SOURCE EXTRACT:
The plugin DFM Analysis can be found under the grid "Analysis" respectively "Assembly".

Here you will find six tab pages available for performing the DFM analysis: "Selective Soldering", "Fiducial Marker" (AOI verification), "Panelization" (technical verification of panels), "Testpoint", "Solder Paste" and "Trace Under Component". These single analysis functions are described below.

To begin with, the first topic is "Selective Soldering". This checks whether the set THT components will fit at the given location or whether the pins or holes of the THT component may be too close to components on the opposite side. The THT components you want to check can be selected either by the property or by the package name. It is also possible to directly select the THT components (1).

Before you can start the "Connector Analysis", you have to define the settings for the analysis. There is a distinction between "Single Pad" (3), "Multi Pad" (4) and "Multi Pad Row" (5). For each case, you can individually define the settings that will be used for the analysis. The pictures are intended to illustrate these variables. Each variable is determined by two different values, the "favorite" or optimum value and the "acceptable" value up to which manufacturability (according to your specifications) is still guaranteed.

WRITTEN TASK 1: Copy the DFM analysis text word for word from "The plugin DFM" up to and including "are described below.".
The text above and the records that come next are unrelated material.

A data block
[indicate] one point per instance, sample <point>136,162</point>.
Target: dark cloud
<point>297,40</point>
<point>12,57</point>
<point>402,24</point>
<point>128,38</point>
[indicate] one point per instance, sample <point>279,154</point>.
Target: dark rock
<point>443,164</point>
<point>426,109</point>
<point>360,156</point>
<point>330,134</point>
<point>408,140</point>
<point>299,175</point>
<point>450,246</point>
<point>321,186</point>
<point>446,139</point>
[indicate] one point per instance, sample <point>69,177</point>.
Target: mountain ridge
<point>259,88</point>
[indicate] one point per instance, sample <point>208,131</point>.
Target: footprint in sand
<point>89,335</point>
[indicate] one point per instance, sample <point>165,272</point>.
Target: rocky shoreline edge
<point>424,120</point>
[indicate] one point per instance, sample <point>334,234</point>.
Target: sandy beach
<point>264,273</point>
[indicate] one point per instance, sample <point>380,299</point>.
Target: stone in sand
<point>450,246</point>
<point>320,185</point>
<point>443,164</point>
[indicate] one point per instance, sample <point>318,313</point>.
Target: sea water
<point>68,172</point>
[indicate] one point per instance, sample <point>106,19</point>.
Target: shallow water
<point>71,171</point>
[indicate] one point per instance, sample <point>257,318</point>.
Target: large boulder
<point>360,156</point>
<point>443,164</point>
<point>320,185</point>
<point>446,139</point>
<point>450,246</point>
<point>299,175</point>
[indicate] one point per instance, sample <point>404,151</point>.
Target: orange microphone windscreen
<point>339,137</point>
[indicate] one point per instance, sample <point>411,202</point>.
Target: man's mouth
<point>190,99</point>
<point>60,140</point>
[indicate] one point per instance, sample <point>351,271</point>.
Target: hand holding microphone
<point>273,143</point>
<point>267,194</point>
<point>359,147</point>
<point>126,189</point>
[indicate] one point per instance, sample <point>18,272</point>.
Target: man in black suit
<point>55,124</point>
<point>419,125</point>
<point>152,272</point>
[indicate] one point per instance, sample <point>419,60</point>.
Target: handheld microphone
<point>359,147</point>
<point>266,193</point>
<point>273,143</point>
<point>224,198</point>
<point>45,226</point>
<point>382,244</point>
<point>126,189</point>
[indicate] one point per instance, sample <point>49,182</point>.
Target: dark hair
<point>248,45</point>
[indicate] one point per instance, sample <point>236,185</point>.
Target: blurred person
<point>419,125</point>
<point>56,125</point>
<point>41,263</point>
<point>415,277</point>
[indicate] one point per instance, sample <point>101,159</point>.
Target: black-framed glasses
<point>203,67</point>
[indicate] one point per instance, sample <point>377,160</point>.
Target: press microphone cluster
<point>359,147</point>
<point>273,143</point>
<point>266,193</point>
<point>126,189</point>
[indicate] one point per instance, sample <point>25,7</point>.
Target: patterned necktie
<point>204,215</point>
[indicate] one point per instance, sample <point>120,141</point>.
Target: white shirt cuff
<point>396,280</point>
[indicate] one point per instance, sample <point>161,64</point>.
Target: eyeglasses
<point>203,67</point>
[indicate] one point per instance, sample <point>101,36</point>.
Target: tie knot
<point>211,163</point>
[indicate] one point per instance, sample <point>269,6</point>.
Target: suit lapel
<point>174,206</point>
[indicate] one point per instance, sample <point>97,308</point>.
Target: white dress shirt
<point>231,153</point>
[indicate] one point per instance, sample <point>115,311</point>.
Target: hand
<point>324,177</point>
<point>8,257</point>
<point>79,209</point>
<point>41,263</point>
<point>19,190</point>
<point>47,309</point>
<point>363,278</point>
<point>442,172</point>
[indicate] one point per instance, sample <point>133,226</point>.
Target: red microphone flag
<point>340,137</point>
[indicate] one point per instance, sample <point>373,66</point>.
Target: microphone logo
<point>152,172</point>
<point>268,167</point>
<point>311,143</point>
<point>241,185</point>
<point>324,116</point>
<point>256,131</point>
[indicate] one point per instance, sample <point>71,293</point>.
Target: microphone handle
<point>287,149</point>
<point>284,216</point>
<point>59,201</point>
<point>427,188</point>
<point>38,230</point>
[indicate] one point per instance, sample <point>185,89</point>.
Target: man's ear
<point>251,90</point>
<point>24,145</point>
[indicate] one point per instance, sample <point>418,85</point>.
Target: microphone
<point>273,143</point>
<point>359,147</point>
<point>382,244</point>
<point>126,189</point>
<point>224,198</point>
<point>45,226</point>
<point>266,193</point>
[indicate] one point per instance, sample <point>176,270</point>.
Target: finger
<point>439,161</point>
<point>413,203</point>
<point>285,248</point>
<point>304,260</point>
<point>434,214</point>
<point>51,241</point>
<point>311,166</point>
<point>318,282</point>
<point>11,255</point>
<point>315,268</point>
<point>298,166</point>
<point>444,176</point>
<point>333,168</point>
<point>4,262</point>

WRITTEN TASK 2: Write out the lines of the records from the line with "instance, sample <point>404,151</point>." up to and including the line with "<point>415,277</point>", matching them exactly.

FULL RESPONSE 1:
The plugin DFM Analysis can be found under the grid "Analysis" respectively "Assembly".

Here you will find six tab pages available for performing the DFM analysis: "Selective Soldering", "Fiducial Marker" (AOI verification), "Panelization" (technical verification of panels), "Testpoint", "Solder Paste" and "Trace Under Component". These single analysis functions are described below.

FULL RESPONSE 2:
[indicate] one point per instance, sample <point>404,151</point>.
Target: orange microphone windscreen
<point>339,137</point>
[indicate] one point per instance, sample <point>411,202</point>.
Target: man's mouth
<point>190,99</point>
<point>60,140</point>
[indicate] one point per instance, sample <point>351,271</point>.
Target: hand holding microphone
<point>273,143</point>
<point>267,194</point>
<point>359,147</point>
<point>126,189</point>
[indicate] one point per instance, sample <point>18,272</point>.
Target: man in black suit
<point>55,124</point>
<point>419,125</point>
<point>152,272</point>
[indicate] one point per instance, sample <point>419,60</point>.
Target: handheld microphone
<point>359,147</point>
<point>266,193</point>
<point>273,143</point>
<point>224,198</point>
<point>45,226</point>
<point>382,244</point>
<point>126,189</point>
[indicate] one point per instance, sample <point>49,182</point>.
Target: dark hair
<point>248,45</point>
[indicate] one point per instance, sample <point>236,185</point>.
Target: blurred person
<point>419,125</point>
<point>56,125</point>
<point>41,263</point>
<point>415,277</point>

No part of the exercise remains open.